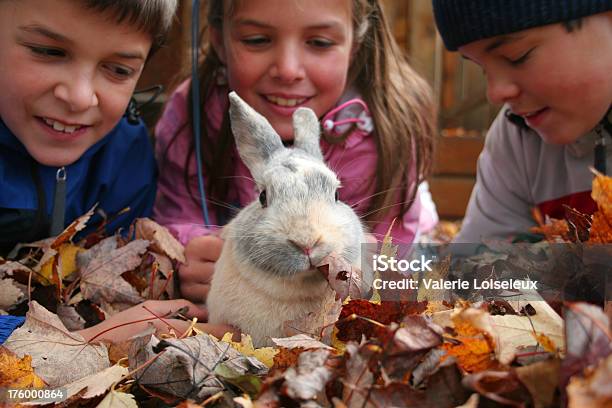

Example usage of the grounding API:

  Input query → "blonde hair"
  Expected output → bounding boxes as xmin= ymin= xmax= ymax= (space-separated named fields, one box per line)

xmin=177 ymin=0 xmax=436 ymax=223
xmin=81 ymin=0 xmax=178 ymax=53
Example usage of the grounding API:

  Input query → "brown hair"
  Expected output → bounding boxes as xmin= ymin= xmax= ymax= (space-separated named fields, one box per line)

xmin=174 ymin=0 xmax=436 ymax=224
xmin=81 ymin=0 xmax=178 ymax=54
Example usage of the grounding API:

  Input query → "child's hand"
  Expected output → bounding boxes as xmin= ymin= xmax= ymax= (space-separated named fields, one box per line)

xmin=179 ymin=235 xmax=224 ymax=302
xmin=77 ymin=299 xmax=237 ymax=342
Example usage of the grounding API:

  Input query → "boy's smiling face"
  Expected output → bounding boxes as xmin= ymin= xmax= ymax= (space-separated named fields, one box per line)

xmin=459 ymin=12 xmax=612 ymax=145
xmin=0 ymin=0 xmax=152 ymax=166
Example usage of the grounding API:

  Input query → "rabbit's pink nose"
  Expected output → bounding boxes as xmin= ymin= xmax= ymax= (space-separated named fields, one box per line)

xmin=288 ymin=240 xmax=312 ymax=255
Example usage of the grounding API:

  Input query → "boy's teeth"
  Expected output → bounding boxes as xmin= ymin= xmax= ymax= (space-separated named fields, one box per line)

xmin=266 ymin=95 xmax=306 ymax=107
xmin=44 ymin=118 xmax=81 ymax=134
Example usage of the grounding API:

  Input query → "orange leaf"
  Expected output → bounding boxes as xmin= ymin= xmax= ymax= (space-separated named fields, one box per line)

xmin=441 ymin=310 xmax=500 ymax=373
xmin=0 ymin=347 xmax=46 ymax=389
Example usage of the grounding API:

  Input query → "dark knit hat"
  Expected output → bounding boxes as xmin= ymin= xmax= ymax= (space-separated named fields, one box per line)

xmin=432 ymin=0 xmax=612 ymax=51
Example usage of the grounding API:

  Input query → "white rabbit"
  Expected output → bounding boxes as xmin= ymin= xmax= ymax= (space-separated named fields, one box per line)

xmin=207 ymin=92 xmax=372 ymax=346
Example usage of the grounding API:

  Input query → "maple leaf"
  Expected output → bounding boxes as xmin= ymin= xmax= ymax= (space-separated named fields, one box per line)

xmin=272 ymin=347 xmax=305 ymax=372
xmin=135 ymin=218 xmax=186 ymax=263
xmin=317 ymin=253 xmax=363 ymax=301
xmin=3 ymin=301 xmax=110 ymax=387
xmin=129 ymin=332 xmax=267 ymax=400
xmin=335 ymin=299 xmax=427 ymax=343
xmin=79 ymin=239 xmax=148 ymax=308
xmin=221 ymin=333 xmax=279 ymax=368
xmin=0 ymin=346 xmax=46 ymax=389
xmin=440 ymin=307 xmax=500 ymax=373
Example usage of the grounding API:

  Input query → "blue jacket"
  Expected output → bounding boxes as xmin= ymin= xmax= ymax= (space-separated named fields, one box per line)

xmin=0 ymin=117 xmax=157 ymax=254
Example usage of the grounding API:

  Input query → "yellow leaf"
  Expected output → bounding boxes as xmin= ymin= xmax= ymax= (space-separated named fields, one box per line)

xmin=221 ymin=333 xmax=278 ymax=368
xmin=39 ymin=244 xmax=82 ymax=285
xmin=0 ymin=347 xmax=46 ymax=389
xmin=534 ymin=333 xmax=557 ymax=354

# # #

Set down all of the material above exactly as written, leaving the pictures out.

RESPONSE TO THIS TASK -
Example usage of the grounding API:

  Input query → "blonde hair"
  Expected output → bounding boxes as xmin= ymin= xmax= ymax= (space-separated named fields, one box per line)

xmin=177 ymin=0 xmax=436 ymax=223
xmin=81 ymin=0 xmax=178 ymax=53
Example usage of the grounding API:

  Input query → "brown hair"
  Expected output → bounding boxes as xmin= ymin= xmax= ymax= (space-separated named fields, one box per line)

xmin=174 ymin=0 xmax=436 ymax=224
xmin=81 ymin=0 xmax=178 ymax=54
Example usage of the grounding API:

  Input query → "child's hand"
  Expected output → bounding boxes as xmin= ymin= xmax= ymax= (space-separated named fields, one box per line)

xmin=179 ymin=235 xmax=224 ymax=302
xmin=77 ymin=299 xmax=237 ymax=342
Example usage of the grounding API:

  Input query → "boy's smiling face"
  Expected output → bounding boxes as xmin= ymin= xmax= ymax= (space-separated named fields, one box per line)

xmin=459 ymin=12 xmax=612 ymax=145
xmin=0 ymin=0 xmax=152 ymax=166
Example usage of the grounding API:

  Input query → "rabbit's pink nose"
  Expected output → bounding boxes as xmin= ymin= xmax= ymax= (space-separated named fields, one box per line)

xmin=288 ymin=240 xmax=312 ymax=255
Example usage of the grounding API:

  Input query → "boy's teeth"
  Expected output → bounding boxes as xmin= ymin= xmax= ymax= (space-separated named fields, one box per line)

xmin=266 ymin=95 xmax=306 ymax=107
xmin=44 ymin=118 xmax=81 ymax=134
Example usage of the grounding API:

  Input query → "orange leaf"
  Expected output → bounding boxes as xmin= ymin= xmax= ymax= (space-separated named fields, one box per line)

xmin=441 ymin=310 xmax=500 ymax=373
xmin=0 ymin=347 xmax=46 ymax=389
Example usage of the grounding API:

  Input query → "dark knit hat"
  Expected output → bounding boxes as xmin= ymin= xmax= ymax= (space-separated named fields, one box per line)

xmin=432 ymin=0 xmax=612 ymax=51
Example usage of the grounding API:

  Input query → "white rabbit"
  Expected output → bounding boxes as xmin= ymin= xmax= ymax= (space-separated named fields, one box per line)

xmin=207 ymin=92 xmax=372 ymax=346
Example usage of the grounding API:

  Input query → "maple leaf"
  Expected output → bounding boxes as xmin= ymin= xmax= ymax= (space-separated named fields, one box per line)

xmin=272 ymin=347 xmax=305 ymax=372
xmin=135 ymin=218 xmax=186 ymax=263
xmin=317 ymin=253 xmax=363 ymax=301
xmin=3 ymin=301 xmax=110 ymax=387
xmin=129 ymin=332 xmax=267 ymax=400
xmin=335 ymin=299 xmax=427 ymax=343
xmin=79 ymin=239 xmax=148 ymax=308
xmin=221 ymin=333 xmax=279 ymax=368
xmin=0 ymin=346 xmax=46 ymax=389
xmin=440 ymin=307 xmax=500 ymax=373
Example usage of the grounding API:

  Input query → "blue jacket"
  Expected output → bounding boxes as xmin= ymin= xmax= ymax= (space-separated named fields, one box per line)

xmin=0 ymin=117 xmax=157 ymax=254
Example usage of the grounding API:

  Input query → "yellow leaf"
  Expected output → bounding boxes as xmin= ymin= xmax= ymax= (space-separated named fields, one box per line)

xmin=221 ymin=333 xmax=278 ymax=368
xmin=39 ymin=244 xmax=82 ymax=285
xmin=0 ymin=347 xmax=46 ymax=389
xmin=534 ymin=333 xmax=557 ymax=354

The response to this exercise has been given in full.